A Solo 401(k) also known as an individual 401(k) can be an excellent retirement plan for a small business owner who doesn’t have employees or who has employees that can be excluded from coverage. Some of the advantages of a Solo 401(k) plan include:
• Low administration fees;
• No annual IRS filing requirements;
• High annual contribution limits; and
• The choice of pre-tax (Traditional) or after-tax (Roth) contributions.
Certain employees can be excluded from participation in an individual 401(k). These include:
• Employees under age 21; and
• Employees who work less than 1,000 hours per year.
Although a Solo 401(k) plan is designed for an individual business owner, it is available to the spouse of the business owner and any shareholder or partner in the business, as well. This retirement plan must be established by the end of the business tax year in order to make a contribution for that year.
Setting up a Solo 401k is easy to do and is available to owners of a Sole Proprietorship, S Corporations, C Corporations, or partnerships. Unlike traditional 401(k)s, there are no complicated discrimination testing requirements or Form 5500 filings.
************
- EXERCISE INSTRUCTIONS -
1. According to the Solo 401(k) passage, by when must the plan be established in order to make a contribution for a given year?
2. Please list every type of business whose owners, according to the Solo 401(k) passage, can set up this plan.
3. Pick up the Solo 401(k) passage after its final sentence and write what comes next.
You won't need the rows that follow for any of this work.
************
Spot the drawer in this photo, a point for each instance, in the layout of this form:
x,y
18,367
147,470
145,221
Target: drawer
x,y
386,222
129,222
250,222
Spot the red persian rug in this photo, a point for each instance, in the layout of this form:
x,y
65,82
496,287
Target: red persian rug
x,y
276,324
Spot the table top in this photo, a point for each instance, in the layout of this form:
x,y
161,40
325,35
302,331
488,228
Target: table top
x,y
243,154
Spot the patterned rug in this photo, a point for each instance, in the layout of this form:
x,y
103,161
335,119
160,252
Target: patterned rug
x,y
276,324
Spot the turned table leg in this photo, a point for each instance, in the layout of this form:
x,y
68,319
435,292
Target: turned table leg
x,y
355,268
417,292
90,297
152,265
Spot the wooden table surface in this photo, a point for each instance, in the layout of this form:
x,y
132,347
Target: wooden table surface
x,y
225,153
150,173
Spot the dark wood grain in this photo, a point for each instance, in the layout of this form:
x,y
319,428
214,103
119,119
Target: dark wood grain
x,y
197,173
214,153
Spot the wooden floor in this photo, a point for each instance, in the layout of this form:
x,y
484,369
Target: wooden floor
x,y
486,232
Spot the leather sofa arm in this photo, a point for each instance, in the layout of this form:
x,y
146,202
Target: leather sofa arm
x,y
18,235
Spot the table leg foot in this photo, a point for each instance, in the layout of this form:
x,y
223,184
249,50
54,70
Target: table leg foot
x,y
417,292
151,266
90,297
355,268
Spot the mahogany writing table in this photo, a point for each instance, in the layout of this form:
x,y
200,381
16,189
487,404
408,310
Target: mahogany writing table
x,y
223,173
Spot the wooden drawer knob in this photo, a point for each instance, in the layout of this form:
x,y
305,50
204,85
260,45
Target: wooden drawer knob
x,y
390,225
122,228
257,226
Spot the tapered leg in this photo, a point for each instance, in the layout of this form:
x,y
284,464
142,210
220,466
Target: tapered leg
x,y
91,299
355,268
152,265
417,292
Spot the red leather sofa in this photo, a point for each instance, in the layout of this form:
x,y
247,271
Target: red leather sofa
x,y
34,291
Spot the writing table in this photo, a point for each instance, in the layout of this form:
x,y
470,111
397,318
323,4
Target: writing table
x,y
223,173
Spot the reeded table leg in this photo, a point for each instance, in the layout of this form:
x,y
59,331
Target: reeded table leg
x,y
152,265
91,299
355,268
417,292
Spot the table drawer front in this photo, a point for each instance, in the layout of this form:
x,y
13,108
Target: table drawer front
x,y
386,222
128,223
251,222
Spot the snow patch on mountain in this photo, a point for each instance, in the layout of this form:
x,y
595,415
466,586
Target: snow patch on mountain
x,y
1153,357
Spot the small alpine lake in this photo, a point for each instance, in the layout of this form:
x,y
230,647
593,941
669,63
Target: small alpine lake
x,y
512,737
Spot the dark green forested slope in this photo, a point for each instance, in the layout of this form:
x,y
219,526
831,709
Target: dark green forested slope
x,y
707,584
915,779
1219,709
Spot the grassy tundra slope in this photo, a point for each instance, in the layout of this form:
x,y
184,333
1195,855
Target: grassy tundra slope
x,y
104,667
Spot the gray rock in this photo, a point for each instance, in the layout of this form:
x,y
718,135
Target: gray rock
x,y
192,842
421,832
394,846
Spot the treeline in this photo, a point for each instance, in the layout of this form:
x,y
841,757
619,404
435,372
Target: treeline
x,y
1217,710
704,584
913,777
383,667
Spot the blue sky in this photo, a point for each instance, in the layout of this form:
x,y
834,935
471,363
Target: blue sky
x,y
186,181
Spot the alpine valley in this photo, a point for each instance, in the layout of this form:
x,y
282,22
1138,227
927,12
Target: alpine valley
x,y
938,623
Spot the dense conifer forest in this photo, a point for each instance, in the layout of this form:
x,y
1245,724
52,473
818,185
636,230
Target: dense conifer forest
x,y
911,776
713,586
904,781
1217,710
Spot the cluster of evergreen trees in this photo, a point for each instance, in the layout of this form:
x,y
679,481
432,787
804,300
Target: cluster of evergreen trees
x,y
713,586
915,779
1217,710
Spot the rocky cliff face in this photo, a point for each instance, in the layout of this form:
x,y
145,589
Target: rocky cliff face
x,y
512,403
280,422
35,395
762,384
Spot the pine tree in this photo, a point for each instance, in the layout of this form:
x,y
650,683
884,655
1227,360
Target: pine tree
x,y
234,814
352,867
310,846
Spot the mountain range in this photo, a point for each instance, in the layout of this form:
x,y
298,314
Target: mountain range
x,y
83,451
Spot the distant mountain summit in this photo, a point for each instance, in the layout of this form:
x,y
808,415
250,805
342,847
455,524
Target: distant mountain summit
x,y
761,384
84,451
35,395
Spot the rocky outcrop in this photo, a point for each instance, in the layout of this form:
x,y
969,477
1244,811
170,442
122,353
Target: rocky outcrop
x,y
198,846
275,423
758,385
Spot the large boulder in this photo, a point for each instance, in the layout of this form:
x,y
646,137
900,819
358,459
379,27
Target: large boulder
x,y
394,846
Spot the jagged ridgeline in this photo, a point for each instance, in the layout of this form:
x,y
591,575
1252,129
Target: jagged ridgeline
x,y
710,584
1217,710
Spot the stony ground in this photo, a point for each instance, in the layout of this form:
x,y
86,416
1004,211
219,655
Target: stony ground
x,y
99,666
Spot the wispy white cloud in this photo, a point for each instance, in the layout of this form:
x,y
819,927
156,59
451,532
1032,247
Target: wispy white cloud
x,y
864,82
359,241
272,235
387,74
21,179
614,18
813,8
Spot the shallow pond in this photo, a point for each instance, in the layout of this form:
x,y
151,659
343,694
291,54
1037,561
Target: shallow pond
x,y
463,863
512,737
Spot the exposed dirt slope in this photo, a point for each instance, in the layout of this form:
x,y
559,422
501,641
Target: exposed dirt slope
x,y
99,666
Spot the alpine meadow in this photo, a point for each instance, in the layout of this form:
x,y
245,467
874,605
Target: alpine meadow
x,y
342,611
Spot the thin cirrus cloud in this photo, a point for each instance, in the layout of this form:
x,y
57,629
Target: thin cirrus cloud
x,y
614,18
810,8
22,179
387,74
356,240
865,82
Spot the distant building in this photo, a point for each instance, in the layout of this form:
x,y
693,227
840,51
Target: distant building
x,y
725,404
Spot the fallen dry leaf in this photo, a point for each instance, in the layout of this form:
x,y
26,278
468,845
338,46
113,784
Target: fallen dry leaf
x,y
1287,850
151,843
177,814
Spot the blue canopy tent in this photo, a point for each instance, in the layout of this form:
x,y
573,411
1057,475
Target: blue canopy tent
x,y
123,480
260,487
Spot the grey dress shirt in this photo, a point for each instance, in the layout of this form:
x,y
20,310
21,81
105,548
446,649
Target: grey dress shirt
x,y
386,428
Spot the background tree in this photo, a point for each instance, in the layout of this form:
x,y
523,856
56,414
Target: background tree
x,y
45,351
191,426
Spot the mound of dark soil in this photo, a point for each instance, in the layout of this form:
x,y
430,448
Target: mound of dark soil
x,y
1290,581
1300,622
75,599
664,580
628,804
************
- RESPONSES -
1. By the end of the business tax year.

2. Sole Proprietorship, S Corporations, C Corporations, partnerships

3.
Contributions to a Solo 401(k) plan are comprised of two parts, employee deferrals and employer profit sharing contributions. The annual maximum employee salary deferral contribution is $19,500. Participants age 50 or older can contribute up to $26,000 annually. In addition to employee deferral contributions, a business can also make profit sharing contributions, increasing the total possible annual contribution to $57,000 for people under the age of 50 and $63,500 for those 50 and older.
A SEP IRA is another attractive retirement plan for the small business owners. Unlike the Solo 401(k), you have up until your tax filing deadline the following year to setup this plan. A Solo 401(k), however, may allow you to contribute more money.
When setting up a Solo 401(k) plan, there are some important decisions that you have to make. The most important decision is how to invest the contributions. Another is how much of the employee deferral to make pre-tax and how much to contribute post-tax (Roth). Consulting with a fee-only, Registered Investment Advisor is one of the best ways to make these decisions wisely. — Chris Nolt, WLJ correspondent
(Chris Nolt is the owner of Solid Rock Wealth Management, Inc. and works with families who are selling a farm or ranch and transitioning into retirement. For more information, call 800-517-1031 or visit: www.solidrockwealth.com.)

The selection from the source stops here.